═══ Zu verarbeitende Daten

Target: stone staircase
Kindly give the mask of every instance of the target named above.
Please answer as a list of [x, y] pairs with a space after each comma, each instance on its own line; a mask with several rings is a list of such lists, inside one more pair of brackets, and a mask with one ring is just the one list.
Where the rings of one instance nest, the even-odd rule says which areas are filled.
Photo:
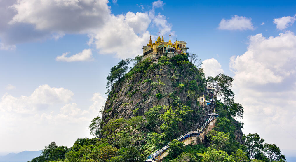
[[[214, 119], [215, 116], [218, 115], [215, 113], [211, 113], [209, 114], [208, 115], [209, 117], [207, 119], [198, 127], [197, 129], [196, 130], [187, 132], [177, 138], [176, 140], [180, 142], [182, 142], [191, 137], [199, 136], [200, 134], [202, 133], [203, 132], [210, 122]], [[157, 161], [157, 160], [156, 159], [156, 158], [167, 150], [168, 150], [168, 148], [169, 144], [170, 143], [170, 142], [169, 142], [163, 147], [148, 156], [146, 158], [146, 160], [145, 161], [151, 161], [152, 162]]]

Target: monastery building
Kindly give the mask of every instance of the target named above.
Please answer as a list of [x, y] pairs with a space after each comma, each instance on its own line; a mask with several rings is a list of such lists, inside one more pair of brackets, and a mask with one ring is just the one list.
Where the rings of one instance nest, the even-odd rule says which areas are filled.
[[163, 40], [163, 35], [160, 39], [158, 32], [158, 38], [155, 42], [152, 42], [150, 35], [150, 40], [147, 46], [143, 46], [143, 56], [142, 60], [147, 58], [152, 58], [157, 56], [167, 54], [168, 57], [171, 58], [178, 54], [188, 54], [188, 49], [186, 46], [186, 42], [177, 41], [172, 43], [170, 40], [170, 40], [168, 42]]

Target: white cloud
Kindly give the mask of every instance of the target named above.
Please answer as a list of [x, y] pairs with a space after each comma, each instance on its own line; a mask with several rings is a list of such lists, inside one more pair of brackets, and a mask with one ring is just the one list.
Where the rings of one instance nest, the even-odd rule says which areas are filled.
[[29, 96], [15, 97], [5, 94], [0, 102], [0, 111], [32, 114], [38, 109], [46, 108], [54, 103], [70, 101], [73, 95], [71, 91], [63, 88], [51, 88], [47, 85], [40, 85]]
[[67, 57], [69, 52], [63, 54], [62, 55], [57, 56], [56, 58], [57, 61], [74, 62], [77, 61], [89, 61], [92, 60], [92, 53], [91, 49], [84, 49], [81, 52]]
[[38, 0], [20, 0], [10, 7], [17, 14], [9, 23], [31, 24], [39, 30], [79, 32], [104, 24], [110, 13], [108, 3], [107, 0], [42, 3]]
[[234, 15], [231, 19], [222, 19], [219, 23], [218, 29], [229, 30], [254, 30], [251, 20], [251, 18]]
[[0, 137], [14, 140], [0, 141], [0, 145], [6, 146], [0, 151], [41, 149], [53, 141], [71, 147], [78, 138], [91, 137], [88, 126], [99, 114], [105, 99], [95, 93], [91, 106], [83, 107], [69, 102], [73, 95], [63, 88], [45, 85], [28, 96], [4, 95], [0, 100]]
[[266, 38], [262, 34], [250, 37], [248, 51], [232, 56], [230, 67], [237, 82], [249, 85], [282, 82], [295, 71], [296, 36], [288, 32]]
[[296, 14], [294, 16], [284, 16], [274, 19], [274, 23], [276, 25], [276, 28], [283, 30], [288, 27], [292, 26], [296, 20]]
[[13, 51], [15, 50], [16, 46], [15, 45], [6, 45], [0, 42], [0, 50]]
[[[57, 40], [68, 33], [86, 34], [90, 38], [89, 45], [94, 45], [99, 53], [125, 58], [141, 53], [141, 46], [149, 40], [147, 29], [151, 22], [165, 34], [171, 28], [165, 17], [155, 13], [157, 8], [163, 9], [162, 1], [152, 2], [148, 13], [128, 12], [116, 15], [112, 14], [108, 3], [106, 0], [42, 3], [20, 0], [9, 4], [10, 7], [3, 9], [10, 14], [0, 20], [0, 24], [5, 25], [3, 29], [0, 27], [0, 40], [3, 45], [8, 45], [2, 46], [7, 49], [8, 46], [15, 47], [14, 45], [26, 41]], [[1, 46], [0, 49], [4, 49]], [[57, 59], [72, 61], [72, 56], [66, 56], [67, 54]]]
[[161, 8], [163, 9], [163, 6], [165, 4], [163, 3], [163, 1], [160, 0], [157, 0], [152, 2], [152, 8], [153, 9], [156, 8]]
[[[141, 46], [149, 40], [149, 33], [146, 30], [150, 22], [145, 13], [112, 15], [103, 27], [89, 34], [89, 44], [95, 45], [101, 54], [115, 54], [123, 58], [134, 57], [141, 54]], [[142, 25], [137, 25], [140, 24]], [[135, 29], [145, 31], [138, 35]]]
[[7, 90], [12, 90], [15, 89], [15, 86], [14, 86], [10, 84], [7, 85], [5, 87], [5, 89]]
[[209, 76], [215, 77], [224, 72], [221, 69], [221, 65], [217, 60], [214, 58], [205, 60], [202, 61], [202, 68], [205, 72], [206, 78]]
[[[258, 34], [249, 38], [247, 51], [232, 56], [229, 64], [235, 74], [235, 99], [244, 107], [243, 132], [258, 132], [267, 143], [281, 149], [293, 149], [296, 140], [286, 131], [296, 133], [290, 127], [296, 125], [296, 35], [289, 31], [276, 37]], [[270, 135], [275, 130], [281, 133], [280, 139]]]

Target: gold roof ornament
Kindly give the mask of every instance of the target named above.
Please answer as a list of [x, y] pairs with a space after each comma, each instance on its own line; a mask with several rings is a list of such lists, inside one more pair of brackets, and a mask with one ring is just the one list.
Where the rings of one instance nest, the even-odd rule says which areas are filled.
[[157, 42], [158, 43], [161, 42], [161, 39], [160, 39], [160, 37], [159, 36], [159, 31], [158, 31], [158, 38], [157, 38]]
[[170, 41], [170, 40], [168, 41], [168, 43], [170, 44], [172, 44], [172, 41]]
[[150, 40], [149, 41], [149, 43], [147, 45], [147, 46], [151, 46], [152, 45], [152, 41], [151, 40], [151, 34], [150, 34]]

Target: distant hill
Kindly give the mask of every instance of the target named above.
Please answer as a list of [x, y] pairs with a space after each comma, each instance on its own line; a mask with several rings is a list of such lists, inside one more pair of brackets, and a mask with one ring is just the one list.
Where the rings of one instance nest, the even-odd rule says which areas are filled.
[[41, 151], [24, 151], [18, 153], [9, 153], [5, 156], [0, 156], [0, 162], [27, 162], [40, 156]]

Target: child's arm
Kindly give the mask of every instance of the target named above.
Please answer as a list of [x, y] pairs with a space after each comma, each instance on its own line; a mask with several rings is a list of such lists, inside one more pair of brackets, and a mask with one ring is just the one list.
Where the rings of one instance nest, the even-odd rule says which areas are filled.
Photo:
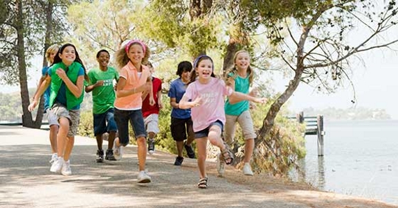
[[180, 108], [180, 109], [188, 109], [188, 108], [192, 108], [194, 107], [199, 106], [201, 104], [201, 103], [200, 103], [201, 100], [201, 97], [197, 96], [195, 101], [188, 101], [188, 98], [184, 94], [183, 96], [183, 98], [180, 101], [180, 103], [178, 104], [179, 108]]
[[75, 96], [75, 97], [78, 98], [83, 93], [83, 83], [84, 80], [84, 76], [79, 76], [78, 80], [76, 80], [76, 85], [73, 84], [69, 78], [66, 76], [65, 71], [62, 69], [58, 69], [55, 71], [57, 75], [64, 81], [66, 87], [71, 91], [71, 92]]
[[94, 88], [100, 86], [104, 85], [104, 80], [97, 80], [94, 85], [89, 85], [84, 88], [86, 92], [90, 92], [94, 89]]
[[[144, 83], [143, 85], [134, 87], [131, 89], [125, 89], [125, 86], [126, 85], [127, 80], [124, 77], [120, 77], [119, 78], [119, 81], [117, 84], [117, 89], [116, 89], [116, 96], [119, 98], [128, 96], [133, 94], [140, 93], [145, 90], [148, 90], [150, 86], [148, 85], [147, 83]], [[152, 97], [153, 98], [153, 97]]]
[[266, 98], [256, 98], [235, 91], [228, 96], [228, 100], [230, 104], [235, 104], [242, 101], [249, 101], [251, 102], [260, 103], [265, 103], [266, 102]]
[[158, 94], [158, 105], [159, 109], [163, 107], [163, 103], [162, 103], [162, 91], [159, 90], [157, 92]]
[[29, 106], [28, 106], [28, 110], [29, 110], [30, 112], [33, 111], [35, 109], [35, 107], [36, 107], [36, 105], [37, 105], [37, 103], [39, 102], [39, 99], [40, 98], [43, 93], [44, 93], [46, 89], [47, 89], [47, 87], [50, 86], [50, 84], [51, 83], [51, 78], [47, 75], [46, 76], [46, 78], [44, 79], [43, 80], [41, 80], [41, 82], [42, 83], [40, 86], [36, 90], [36, 93], [33, 96], [33, 101], [32, 102], [32, 103], [29, 105]]
[[148, 76], [147, 79], [147, 84], [150, 85], [150, 105], [155, 105], [155, 99], [154, 98], [154, 85], [152, 83], [152, 78], [151, 76]]

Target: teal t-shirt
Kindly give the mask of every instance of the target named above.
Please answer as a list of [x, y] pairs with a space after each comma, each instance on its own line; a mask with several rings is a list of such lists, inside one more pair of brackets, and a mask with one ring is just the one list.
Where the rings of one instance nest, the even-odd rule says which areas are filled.
[[[228, 73], [229, 76], [233, 76], [233, 73]], [[236, 76], [235, 78], [235, 91], [243, 94], [248, 94], [250, 83], [248, 75], [246, 78]], [[249, 107], [248, 101], [242, 101], [235, 104], [230, 104], [227, 98], [225, 103], [225, 114], [227, 115], [239, 116], [243, 112], [248, 110]]]
[[98, 80], [104, 80], [102, 86], [96, 87], [92, 91], [93, 113], [100, 114], [113, 108], [116, 96], [114, 80], [119, 80], [118, 71], [110, 67], [108, 67], [105, 71], [94, 68], [89, 71], [87, 75], [90, 79], [90, 85], [96, 83]]

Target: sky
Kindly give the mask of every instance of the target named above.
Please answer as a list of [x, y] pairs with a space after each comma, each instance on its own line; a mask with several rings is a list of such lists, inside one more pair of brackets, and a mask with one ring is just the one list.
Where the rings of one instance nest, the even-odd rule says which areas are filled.
[[[395, 48], [398, 48], [396, 46]], [[312, 107], [325, 109], [329, 107], [350, 108], [365, 107], [385, 109], [394, 119], [398, 119], [398, 52], [388, 49], [375, 50], [361, 55], [363, 64], [353, 66], [352, 80], [355, 87], [356, 103], [353, 105], [352, 89], [350, 87], [338, 89], [331, 94], [320, 94], [312, 87], [300, 83], [289, 100], [289, 109], [295, 112]], [[41, 66], [42, 58], [33, 61], [34, 66]], [[40, 77], [40, 69], [30, 71], [30, 87], [35, 87]], [[289, 79], [275, 76], [273, 86], [276, 92], [283, 92]], [[19, 91], [19, 87], [1, 87], [0, 92]]]
[[[353, 31], [349, 37], [349, 41], [354, 43], [363, 40], [366, 34], [361, 28]], [[392, 28], [390, 33], [383, 37], [383, 41], [398, 39], [398, 28]], [[395, 50], [395, 51], [394, 51]], [[375, 49], [361, 53], [363, 64], [352, 65], [353, 75], [351, 77], [355, 87], [356, 103], [353, 105], [352, 88], [347, 86], [331, 94], [319, 94], [313, 88], [301, 83], [293, 96], [288, 101], [289, 108], [295, 112], [305, 108], [325, 109], [336, 107], [347, 109], [353, 107], [367, 108], [379, 108], [387, 111], [392, 119], [398, 119], [398, 44], [388, 49]], [[29, 87], [35, 87], [40, 78], [42, 57], [33, 60], [33, 69], [28, 73]], [[275, 82], [273, 86], [276, 92], [283, 92], [285, 85], [291, 78], [282, 78], [275, 75]], [[8, 93], [19, 91], [19, 87], [4, 86], [0, 87], [0, 92]]]
[[[396, 46], [398, 48], [398, 46]], [[364, 107], [387, 111], [392, 119], [398, 119], [398, 53], [390, 50], [376, 50], [363, 54], [363, 64], [353, 66], [352, 82], [356, 103], [353, 105], [352, 88], [347, 86], [331, 94], [320, 94], [301, 83], [289, 100], [289, 108], [295, 112], [312, 107], [347, 109]], [[275, 83], [277, 92], [284, 90], [288, 80], [279, 78]]]

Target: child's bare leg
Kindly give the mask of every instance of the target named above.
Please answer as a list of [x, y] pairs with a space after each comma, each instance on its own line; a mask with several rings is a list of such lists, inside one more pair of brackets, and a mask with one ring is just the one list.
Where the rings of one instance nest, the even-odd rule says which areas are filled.
[[244, 162], [245, 163], [249, 163], [251, 156], [253, 155], [253, 151], [254, 150], [254, 139], [248, 139], [244, 141]]
[[63, 157], [66, 144], [66, 135], [69, 131], [69, 119], [61, 117], [58, 123], [60, 123], [60, 129], [57, 136], [57, 152], [58, 157]]
[[218, 125], [212, 125], [208, 132], [208, 139], [211, 144], [217, 146], [221, 150], [225, 149], [225, 145], [221, 138], [221, 128]]
[[207, 137], [198, 138], [197, 141], [197, 148], [198, 150], [197, 164], [199, 171], [200, 178], [207, 177], [206, 174], [206, 159], [207, 149]]
[[67, 137], [66, 144], [65, 144], [65, 153], [64, 153], [64, 160], [68, 161], [71, 157], [73, 144], [75, 144], [75, 136]]
[[145, 170], [145, 162], [147, 160], [147, 139], [144, 137], [137, 138], [137, 157], [138, 157], [139, 171]]

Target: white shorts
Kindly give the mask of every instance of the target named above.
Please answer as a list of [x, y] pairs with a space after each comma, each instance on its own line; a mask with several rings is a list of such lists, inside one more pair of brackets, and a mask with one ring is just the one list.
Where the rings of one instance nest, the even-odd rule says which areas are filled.
[[160, 132], [159, 127], [159, 115], [156, 114], [150, 114], [144, 118], [144, 123], [147, 132], [154, 132], [157, 134]]

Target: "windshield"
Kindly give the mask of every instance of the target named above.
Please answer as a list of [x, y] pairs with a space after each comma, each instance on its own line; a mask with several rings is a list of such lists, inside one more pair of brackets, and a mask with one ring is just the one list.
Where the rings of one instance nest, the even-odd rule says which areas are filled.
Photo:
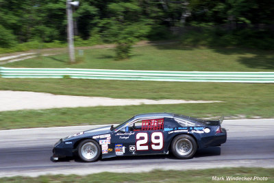
[[124, 123], [121, 123], [121, 124], [120, 124], [120, 125], [116, 126], [116, 127], [114, 127], [114, 129], [115, 129], [115, 130], [119, 129], [121, 127], [127, 124], [128, 122], [132, 121], [134, 118], [134, 117], [132, 117], [131, 119], [129, 119], [129, 120], [125, 121]]

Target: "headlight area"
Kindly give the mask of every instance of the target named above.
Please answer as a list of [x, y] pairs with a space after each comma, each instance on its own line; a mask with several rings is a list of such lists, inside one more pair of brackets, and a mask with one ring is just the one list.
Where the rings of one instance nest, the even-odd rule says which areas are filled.
[[63, 141], [63, 139], [61, 138], [60, 139], [55, 145], [54, 145], [54, 147], [55, 147], [56, 146], [58, 146], [58, 145], [60, 145], [62, 142]]

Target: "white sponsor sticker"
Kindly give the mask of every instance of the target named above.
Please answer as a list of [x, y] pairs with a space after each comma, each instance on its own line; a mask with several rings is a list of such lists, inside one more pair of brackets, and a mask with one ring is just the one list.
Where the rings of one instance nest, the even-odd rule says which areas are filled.
[[206, 128], [203, 130], [203, 132], [205, 132], [206, 133], [209, 133], [209, 132], [210, 132], [210, 129], [209, 129], [209, 128], [208, 128], [208, 127], [206, 127]]
[[102, 144], [102, 150], [103, 150], [103, 150], [105, 150], [105, 149], [108, 150], [108, 145], [107, 145], [107, 144]]
[[96, 138], [100, 138], [99, 135], [97, 135], [97, 136], [92, 136], [92, 138], [94, 138], [94, 139], [96, 139]]
[[100, 145], [102, 144], [110, 144], [110, 140], [100, 140], [99, 141]]
[[100, 135], [100, 138], [101, 138], [110, 137], [110, 134], [104, 134], [104, 135]]

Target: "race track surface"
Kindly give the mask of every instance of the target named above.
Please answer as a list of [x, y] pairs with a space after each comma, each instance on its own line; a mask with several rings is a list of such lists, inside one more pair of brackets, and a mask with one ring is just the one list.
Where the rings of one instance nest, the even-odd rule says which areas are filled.
[[99, 126], [1, 130], [0, 177], [140, 172], [155, 169], [274, 167], [274, 119], [225, 120], [222, 126], [227, 130], [227, 143], [199, 150], [190, 160], [158, 155], [112, 158], [91, 163], [74, 159], [51, 161], [53, 145], [58, 139]]

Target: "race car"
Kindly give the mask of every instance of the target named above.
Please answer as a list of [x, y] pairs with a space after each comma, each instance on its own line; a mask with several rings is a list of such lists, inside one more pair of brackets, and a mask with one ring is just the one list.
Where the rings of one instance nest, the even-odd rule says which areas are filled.
[[220, 146], [227, 139], [223, 119], [205, 121], [173, 113], [149, 113], [133, 117], [114, 127], [108, 125], [61, 138], [52, 158], [78, 156], [84, 162], [100, 157], [167, 154], [191, 158], [198, 149]]

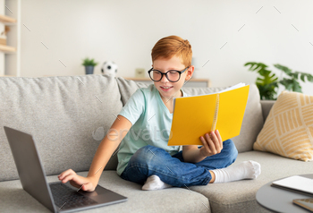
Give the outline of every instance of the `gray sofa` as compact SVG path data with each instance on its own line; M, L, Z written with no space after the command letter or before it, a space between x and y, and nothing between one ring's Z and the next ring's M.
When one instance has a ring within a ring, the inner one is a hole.
M33 135L48 182L58 181L57 175L68 168L86 176L116 115L131 95L145 86L106 75L0 78L0 212L49 212L22 190L3 126ZM221 89L187 86L183 89L190 95ZM312 162L252 149L273 103L259 101L258 88L250 85L241 135L233 139L239 150L234 165L250 159L260 163L262 173L256 180L141 191L141 185L117 175L115 154L98 184L128 200L88 212L268 212L256 200L263 184L313 173Z

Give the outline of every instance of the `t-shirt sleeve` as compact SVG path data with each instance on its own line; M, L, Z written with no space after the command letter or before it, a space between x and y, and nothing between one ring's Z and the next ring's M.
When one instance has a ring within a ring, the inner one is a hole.
M133 125L145 111L145 97L140 89L138 89L128 99L119 115L127 118Z

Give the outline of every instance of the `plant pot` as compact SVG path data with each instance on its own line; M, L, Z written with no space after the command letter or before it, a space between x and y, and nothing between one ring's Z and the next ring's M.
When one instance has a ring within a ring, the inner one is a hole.
M86 74L93 74L94 73L94 66L85 66Z

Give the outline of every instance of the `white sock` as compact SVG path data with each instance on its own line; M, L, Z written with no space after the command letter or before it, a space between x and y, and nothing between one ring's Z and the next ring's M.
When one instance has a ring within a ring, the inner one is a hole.
M158 176L154 175L147 178L142 190L162 190L169 187L173 186L164 183Z
M258 162L249 160L233 166L215 169L212 172L216 175L215 183L256 179L261 174L261 166Z

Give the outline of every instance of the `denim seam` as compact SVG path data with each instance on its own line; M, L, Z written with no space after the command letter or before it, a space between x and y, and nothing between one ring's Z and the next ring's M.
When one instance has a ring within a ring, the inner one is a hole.
M134 166L131 166L131 167L129 167L127 170L125 170L125 172L127 173L127 171L128 170L130 170L131 168L133 168L133 167L140 167L140 168L147 168L146 166L142 166L141 165L134 165ZM178 180L178 179L182 179L182 181L189 181L189 179L186 179L186 178L183 178L183 177L180 177L180 178L177 178L177 177L175 177L175 176L172 176L172 175L168 175L167 174L165 174L165 173L163 173L163 172L160 172L160 171L157 171L157 170L155 170L155 169L148 169L148 170L151 170L151 171L154 171L154 172L158 172L158 173L160 173L160 174L162 174L162 175L166 175L166 176L169 176L169 177L173 177L173 178L174 178L174 179L176 179L176 180ZM206 183L206 182L209 182L209 177L207 176L207 177L206 177L204 180L203 180L203 183ZM208 181L207 181L208 180Z

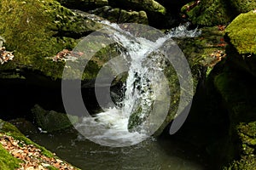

══════

_Gestellte Aufgabe_
Wandle die Zeilen der Datensätze in eine nummerierte Liste um, beginnend mit der Zeile, die „Target: white shorts“ enthält, und endend mit der Zeile, die „132], [157, 134]]“ enthält, beide eingeschlossen. Leerzeilen lässt du weg.

_Lösung_
1. Target: white shorts
2. Kindly give the mask of every instance of the target named above.
3. Please answer as a list of [x, y] pairs with a space after each comma, each instance on its own line; a mask with several rings is a list of such lists, inside one more pair of brackets, and a mask with one ring is just the one list.
4. Where the rings of one instance nest, the even-odd rule says which areas are filled.
5. [[160, 132], [159, 127], [159, 115], [156, 114], [150, 114], [144, 118], [144, 123], [147, 132], [154, 132], [157, 134]]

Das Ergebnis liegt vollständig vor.